━━━ DATA RECORDS ━━━
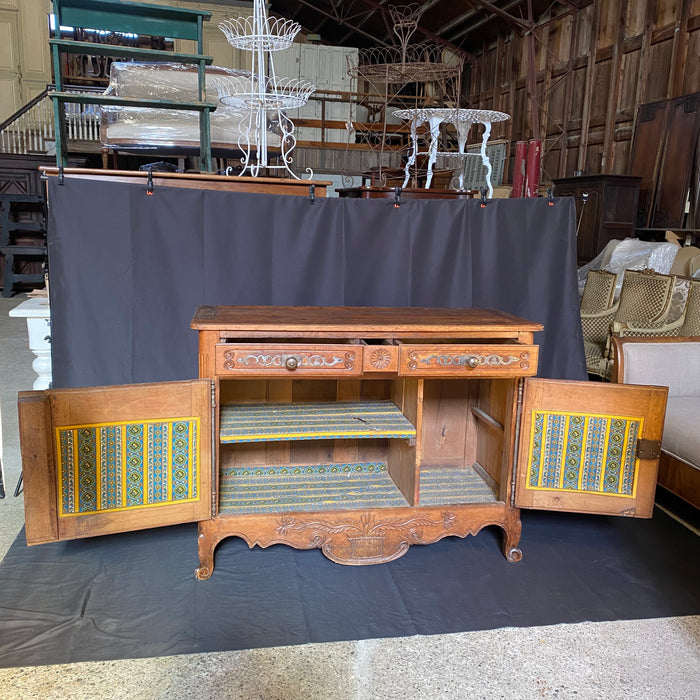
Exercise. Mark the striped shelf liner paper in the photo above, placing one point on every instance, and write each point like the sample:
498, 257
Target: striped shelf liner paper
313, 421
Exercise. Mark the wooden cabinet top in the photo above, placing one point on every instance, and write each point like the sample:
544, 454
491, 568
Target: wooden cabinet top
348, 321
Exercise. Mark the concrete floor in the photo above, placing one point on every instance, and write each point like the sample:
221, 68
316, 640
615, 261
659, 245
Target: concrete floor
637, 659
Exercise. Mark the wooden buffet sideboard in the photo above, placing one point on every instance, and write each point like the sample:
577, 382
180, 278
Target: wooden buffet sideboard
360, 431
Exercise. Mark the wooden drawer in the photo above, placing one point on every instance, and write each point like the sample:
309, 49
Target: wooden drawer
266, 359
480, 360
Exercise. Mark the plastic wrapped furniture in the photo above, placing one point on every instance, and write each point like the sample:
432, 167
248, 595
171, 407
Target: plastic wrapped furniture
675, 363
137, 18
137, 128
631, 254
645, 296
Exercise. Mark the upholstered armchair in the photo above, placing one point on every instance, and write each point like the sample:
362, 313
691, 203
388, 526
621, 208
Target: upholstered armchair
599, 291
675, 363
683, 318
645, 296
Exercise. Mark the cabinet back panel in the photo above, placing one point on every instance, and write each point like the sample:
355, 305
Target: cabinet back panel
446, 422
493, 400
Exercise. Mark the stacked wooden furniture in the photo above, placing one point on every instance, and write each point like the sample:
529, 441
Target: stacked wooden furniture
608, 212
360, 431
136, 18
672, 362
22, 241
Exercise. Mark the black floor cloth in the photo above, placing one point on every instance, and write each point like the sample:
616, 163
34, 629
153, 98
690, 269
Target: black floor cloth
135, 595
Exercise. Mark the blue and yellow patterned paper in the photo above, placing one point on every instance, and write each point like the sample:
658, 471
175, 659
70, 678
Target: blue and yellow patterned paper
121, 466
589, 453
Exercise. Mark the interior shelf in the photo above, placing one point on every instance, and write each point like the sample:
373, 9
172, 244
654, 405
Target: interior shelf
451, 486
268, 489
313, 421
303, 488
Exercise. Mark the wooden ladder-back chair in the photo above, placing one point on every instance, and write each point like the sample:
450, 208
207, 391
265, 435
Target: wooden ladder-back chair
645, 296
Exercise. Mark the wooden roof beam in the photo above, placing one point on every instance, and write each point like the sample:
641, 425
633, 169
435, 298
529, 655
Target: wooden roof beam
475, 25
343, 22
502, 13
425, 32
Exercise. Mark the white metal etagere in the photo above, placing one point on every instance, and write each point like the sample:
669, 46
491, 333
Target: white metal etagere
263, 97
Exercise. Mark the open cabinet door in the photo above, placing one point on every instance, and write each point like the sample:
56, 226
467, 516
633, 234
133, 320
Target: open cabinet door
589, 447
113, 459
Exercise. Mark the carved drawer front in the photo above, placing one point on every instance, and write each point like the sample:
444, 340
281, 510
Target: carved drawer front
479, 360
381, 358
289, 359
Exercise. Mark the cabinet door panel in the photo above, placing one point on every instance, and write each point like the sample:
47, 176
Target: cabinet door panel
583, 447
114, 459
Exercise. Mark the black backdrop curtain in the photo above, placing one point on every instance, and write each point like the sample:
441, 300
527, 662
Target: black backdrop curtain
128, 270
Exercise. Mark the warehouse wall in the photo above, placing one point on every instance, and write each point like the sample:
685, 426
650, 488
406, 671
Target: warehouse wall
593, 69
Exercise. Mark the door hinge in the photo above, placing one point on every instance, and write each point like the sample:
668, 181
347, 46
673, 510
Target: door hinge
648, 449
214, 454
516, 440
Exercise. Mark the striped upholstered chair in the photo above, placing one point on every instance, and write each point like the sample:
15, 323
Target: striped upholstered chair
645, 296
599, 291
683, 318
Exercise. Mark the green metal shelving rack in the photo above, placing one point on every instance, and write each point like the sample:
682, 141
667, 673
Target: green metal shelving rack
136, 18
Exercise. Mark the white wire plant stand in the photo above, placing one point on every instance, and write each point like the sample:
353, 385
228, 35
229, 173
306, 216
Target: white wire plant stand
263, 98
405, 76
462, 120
━━━
TASK DETAILS
Each record is to be copied word for word, with no images carried over.

TASK ANSWER
Exercise. Mark the striped shelf liner paper in the photo above, placing one point on every instance, and write each point like the sample:
498, 257
Target: striped shelf liner paper
313, 421
Exercise. Mark the wooden cabinet top in the photo above, placing one point on every instance, and write each point like the sample:
544, 454
491, 568
Target: wooden cabinet top
348, 321
Exercise. Mark the concrete floor in the photo above, placing one point on every instance, and write each point like the sample:
221, 68
316, 640
615, 261
659, 245
Target: concrete floor
637, 659
Exercise. Mark the wooden buffet sideboard in the photo above, placing one point on every instance, and write each point like the sample:
577, 382
180, 278
Target: wooden buffet sideboard
360, 431
Exercise. Mark the wooden drawer in the photo above, placing one point on every instance, and write each point like the sample:
309, 49
Target: wooden drawer
266, 359
480, 360
Exercise. Mark the plastic wrapped furniture in the photo above, placing one point on every instance, and write each point like the sample:
432, 167
248, 595
171, 407
Target: plastic wrapped furniture
675, 363
137, 18
137, 128
631, 254
645, 296
Exercise. Mark the upholstered armchair in the photo above, placing one point on every instance, and write each point like the sample:
362, 313
691, 203
388, 526
621, 208
Target: upholstered armchair
599, 291
675, 363
683, 318
645, 296
Exercise. Mark the cabinet back panel in the photo above, placing one point on every instance, and write each point like the sample:
355, 305
Target: cabinet back panel
446, 422
493, 400
Exercise. Mark the stacked wooden furniture in the photo above, placing one point on every instance, and write each point like the sample:
529, 441
Target: stacked wooden furniture
608, 212
360, 431
136, 18
672, 362
22, 241
Exercise. Mark the black floor cloth in the photo above, placing one point on every instance, and write each point like the sample:
616, 163
34, 629
153, 98
690, 269
Target: black floor cloth
135, 595
Exercise. Mark the blue and yellow patterned paper in the photo above, placing one point on every instance, and write each point like the sample:
658, 471
175, 659
70, 678
Target: blue and yellow patterned paper
121, 466
589, 453
Exercise. Mark the interior shelf in the photo above, placing one point on every instance, and write each point like the sample:
373, 9
172, 244
654, 405
Target: interior shelf
451, 486
268, 489
313, 421
303, 488
Exercise. Mark the wooden ladder-back chair in the photo above, placing one point on every instance, and write each point like the sample:
450, 208
207, 391
265, 435
Target: wooden ladder-back chair
645, 296
Exercise. Mark the wooden roof beam in the photo above, placing one point on every instance, and write each point like the sample:
641, 425
633, 169
435, 298
529, 655
Target: wooden roof beam
475, 25
343, 22
502, 13
425, 32
Exercise. Mark the white metal etagere in the photo above, placing one point on every instance, and write each point like the sample:
669, 46
491, 333
Target: white metal etagere
263, 97
Exercise. Mark the open cabinet door in the photo above, placing one point on every instance, and write each point like the sample:
56, 226
467, 516
633, 234
133, 320
Target: open cabinet door
589, 447
113, 459
Exercise. Mark the carved drawer front in the photo above, placing one point on every instance, and write each point like the sample:
444, 340
281, 510
Target: carved drawer front
479, 360
381, 358
289, 359
Exercise. Mark the cabinet door panel in the photo above, placing one point on every instance, and write each point like the sample:
47, 176
Target: cabinet door panel
583, 447
114, 459
Exercise. Mark the black backdrop curtain in the photo above, placing one point on every instance, and write each point like the sample:
441, 300
527, 662
Target: black backdrop curtain
128, 270
Exercise. Mark the warehouse wall in the photo above, placing one point on every instance, and write each point like the sample:
685, 426
650, 488
406, 671
Target: warehouse wall
593, 69
Exercise. Mark the door hinge in the photo above, placing one point on every instance, and write each point like the sample:
668, 181
347, 46
673, 510
Target: door hinge
648, 449
214, 454
516, 440
Exercise. Mark the striped upholstered chair in the photo above, placing one point on every instance, and write each point like the sample:
15, 323
Target: striped upholstered chair
645, 296
599, 291
683, 318
Exercise. Mark the green metal shelving rack in the photo above, placing one point on every instance, and write each point like the sample:
682, 141
667, 673
Target: green metal shelving rack
136, 18
Exercise. Mark the white wire plant stand in the photo above, placing one point on every instance, and write each point like the sample:
353, 385
228, 35
229, 173
306, 216
Target: white wire plant stand
263, 98
405, 76
462, 120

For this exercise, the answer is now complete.